ページ抜粋:
小山:アニバーサリーみたいなものに関心がなさそう。
―このインタビューはまさにアニバーサリー企画なんですけど(笑)、もちろんご本人の発案ではありません。
小山:(笑)。
―でも、桑田さんが60歳になると聞いて改めて思うのは、これまで我々が考えていた60歳という概念とは、あまりにもかけ離れているなってことで。
小山:だから、人生の先輩として、還暦のイメージを変えていってほしいですね。なんとなくこれまでだと、還暦から老人の世界に踏み出すみたいなところがあるじゃないですか。桑田さんなら、そのイメージを完全に覆してくれるんじゃないかなって期待してしまいますね。昨年もサザンのライブに行ったんですけど、あの歳で、あれだけパワフルなステージを、あれだけ長い時間やれること。何よりもまず、その体力に驚かされましたね。そして、やる曲、やる曲、どの曲もみんなが知っている曲という。これだけ多くの「誰もが知っている曲」を作ってきたということに、もちろんわかってはいるんですけど、ライブを見る度に圧倒されてしまいますね。
アーティストって自分のことが大好きな方が多いじゃないですか。でも、桑田さんはきっと自分よりも他人のことの方が好きなんじゃないかな。
―活動のフィールドは違えど、小山さんも大衆というものを常に念頭に置いてものを作ってきた方だと思うんですけど。
小山:いや、僕は、多くの人をどうやって喜ばせるかってことを考えるのが苦手なんですよ。特定の人に向けてものを作っているという意識が強くて、その中から、結果として多くの人にも共感を覚えてもらえるものができることがあるという感じです。だから、桑田さんのように、常に大衆に向かって表現をしている方の、そのエネルギーの質量は想像を絶するものがありますね。
―その「特定の人に向けてものを作っている意識」というのは、どこから生まれたんですか?
小山:きっと、ずっとテレビの世界で仕事をしてきたからだと思います。テレビって、やっぱり視聴率が大切で。個人の意見とかは関係なく、視聴率が高ければ高いほど褒めてもらえる世界なわけです。そういう場所で仕事をやっているうちに、「なんのために自分は仕事をやっているんだろう?」って虚しくなってしまった時期があって。音楽やお芝居の世界だと、自分がやったことに対して直に反響が得られますけど、テレビの世界ではどんなに手応えのある番組を作っても、返ってくるのは数字だけなんですよね。

課題用資料:
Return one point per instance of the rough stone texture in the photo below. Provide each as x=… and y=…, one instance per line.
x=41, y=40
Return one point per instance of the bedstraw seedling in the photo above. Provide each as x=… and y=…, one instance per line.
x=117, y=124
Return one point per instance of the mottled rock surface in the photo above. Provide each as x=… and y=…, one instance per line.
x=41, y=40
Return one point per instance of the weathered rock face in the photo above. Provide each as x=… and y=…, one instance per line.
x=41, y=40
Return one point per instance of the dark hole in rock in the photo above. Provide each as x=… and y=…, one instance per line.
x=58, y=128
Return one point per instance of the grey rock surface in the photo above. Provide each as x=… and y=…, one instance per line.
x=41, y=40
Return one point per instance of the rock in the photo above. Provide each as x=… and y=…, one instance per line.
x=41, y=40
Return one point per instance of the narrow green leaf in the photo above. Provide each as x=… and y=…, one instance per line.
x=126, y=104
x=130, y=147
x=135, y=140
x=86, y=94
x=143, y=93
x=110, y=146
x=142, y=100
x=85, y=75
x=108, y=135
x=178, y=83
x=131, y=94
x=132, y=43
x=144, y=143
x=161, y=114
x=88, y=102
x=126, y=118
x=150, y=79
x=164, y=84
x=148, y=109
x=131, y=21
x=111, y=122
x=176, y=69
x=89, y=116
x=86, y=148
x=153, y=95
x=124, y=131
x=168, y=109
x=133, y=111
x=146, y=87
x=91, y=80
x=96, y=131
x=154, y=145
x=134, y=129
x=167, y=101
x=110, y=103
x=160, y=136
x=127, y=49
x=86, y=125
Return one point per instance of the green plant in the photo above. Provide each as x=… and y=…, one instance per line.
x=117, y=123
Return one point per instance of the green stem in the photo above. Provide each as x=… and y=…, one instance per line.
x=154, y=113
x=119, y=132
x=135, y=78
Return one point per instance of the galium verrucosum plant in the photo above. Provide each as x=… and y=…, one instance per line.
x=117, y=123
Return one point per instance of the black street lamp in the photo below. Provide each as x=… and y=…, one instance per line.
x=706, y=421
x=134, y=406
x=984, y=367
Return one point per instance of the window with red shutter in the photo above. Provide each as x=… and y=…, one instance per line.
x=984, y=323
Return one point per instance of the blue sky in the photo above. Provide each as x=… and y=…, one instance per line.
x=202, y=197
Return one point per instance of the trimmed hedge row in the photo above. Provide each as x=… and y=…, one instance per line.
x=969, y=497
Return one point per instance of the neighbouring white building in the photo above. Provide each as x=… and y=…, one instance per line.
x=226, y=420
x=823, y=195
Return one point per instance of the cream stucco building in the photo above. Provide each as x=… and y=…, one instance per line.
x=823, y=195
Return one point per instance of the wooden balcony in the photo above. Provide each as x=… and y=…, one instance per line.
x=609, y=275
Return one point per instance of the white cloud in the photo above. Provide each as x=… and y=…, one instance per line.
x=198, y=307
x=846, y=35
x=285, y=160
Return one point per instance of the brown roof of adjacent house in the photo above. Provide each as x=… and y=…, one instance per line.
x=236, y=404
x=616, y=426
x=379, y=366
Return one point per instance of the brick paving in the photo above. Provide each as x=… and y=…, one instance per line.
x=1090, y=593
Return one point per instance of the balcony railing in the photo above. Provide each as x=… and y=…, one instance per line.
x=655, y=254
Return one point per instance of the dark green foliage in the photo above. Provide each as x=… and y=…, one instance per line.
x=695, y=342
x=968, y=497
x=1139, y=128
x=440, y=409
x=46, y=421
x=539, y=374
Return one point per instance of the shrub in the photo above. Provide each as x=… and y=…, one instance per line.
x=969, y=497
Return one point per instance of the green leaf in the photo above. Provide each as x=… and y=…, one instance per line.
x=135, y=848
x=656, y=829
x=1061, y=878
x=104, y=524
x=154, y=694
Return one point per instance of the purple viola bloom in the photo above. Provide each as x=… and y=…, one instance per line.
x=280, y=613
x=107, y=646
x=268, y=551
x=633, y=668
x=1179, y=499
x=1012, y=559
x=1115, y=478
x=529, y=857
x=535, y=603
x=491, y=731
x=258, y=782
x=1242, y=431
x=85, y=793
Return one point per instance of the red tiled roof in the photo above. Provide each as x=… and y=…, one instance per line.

課題一覧:
• 1. リストのうち、「Return one point per instance of the galium」を含む行から始めて「x=609, y=275」を含む行までを、両端の行も含めてJSONの文字列配列に変換する。1行を1要素とし、空行は入れないこと。
• 2. 桑田さんの還暦をめぐるインタビューの続きを、最後の発言の後から書いてください。
桑田さんの還暦をめぐるインタビューとリストは、互いに別々の資料である。

各課題の解答:
• 1.
[
  "Return one point per instance of the galium verrucosum plant in the photo above. Provide each as x=… and y=…, one instance per line.",
  "x=117, y=123",
  "Return one point per instance of the black street lamp in the photo below. Provide each as x=… and y=…, one instance per line.",
  "x=706, y=421",
  "x=134, y=406",
  "x=984, y=367",
  "Return one point per instance of the window with red shutter in the photo above. Provide each as x=… and y=…, one instance per line.",
  "x=984, y=323",
  "Return one point per instance of the blue sky in the photo above. Provide each as x=… and y=…, one instance per line.",
  "x=202, y=197",
  "Return one point per instance of the trimmed hedge row in the photo above. Provide each as x=… and y=…, one instance per line.",
  "x=969, y=497",
  "Return one point per instance of the neighbouring white building in the photo above. Provide each as x=… and y=…, one instance per line.",
  "x=226, y=420",
  "x=823, y=195",
  "Return one point per instance of the cream stucco building in the photo above. Provide each as x=… and y=…, one instance per line.",
  "x=823, y=195",
  "Return one point per instance of the wooden balcony in the photo above. Provide each as x=… and y=…, one instance per line.",
  "x=609, y=275"
]

• 2.
―『カノッサの屈辱』など、小山さんが初期にやられていた深夜番組になると、なおさら数字では実感が得難いですよね。
小山:今だったらまだSNSがあるから、視聴者の声みたいなものをリアルタイムで知ることもできますけど、僕がテレビを中心にやっていた当時は本当に視聴率しか反響を知る術がなかった。そういう世界にずっといたせいで、もっとリアルにフィードバックを得られるものを作りたいと思うようになっていったんですよね。誰か1人を共感させることができるものだけが、場合によっては100万人を共感させることできると思うんですよ。だから、誰かのためにものを作るという姿勢は大切にしてますね。
―音楽の世界でも、だんだんと目に見えない大衆じゃなくて、自分たちのファンに向けて表現をしていくミュージシャンが増えているように思います。でも、そんな中にあって、桑田さんのすごいところは、常に目に見えない大衆に向き合おうとしているところだと思うんですよ。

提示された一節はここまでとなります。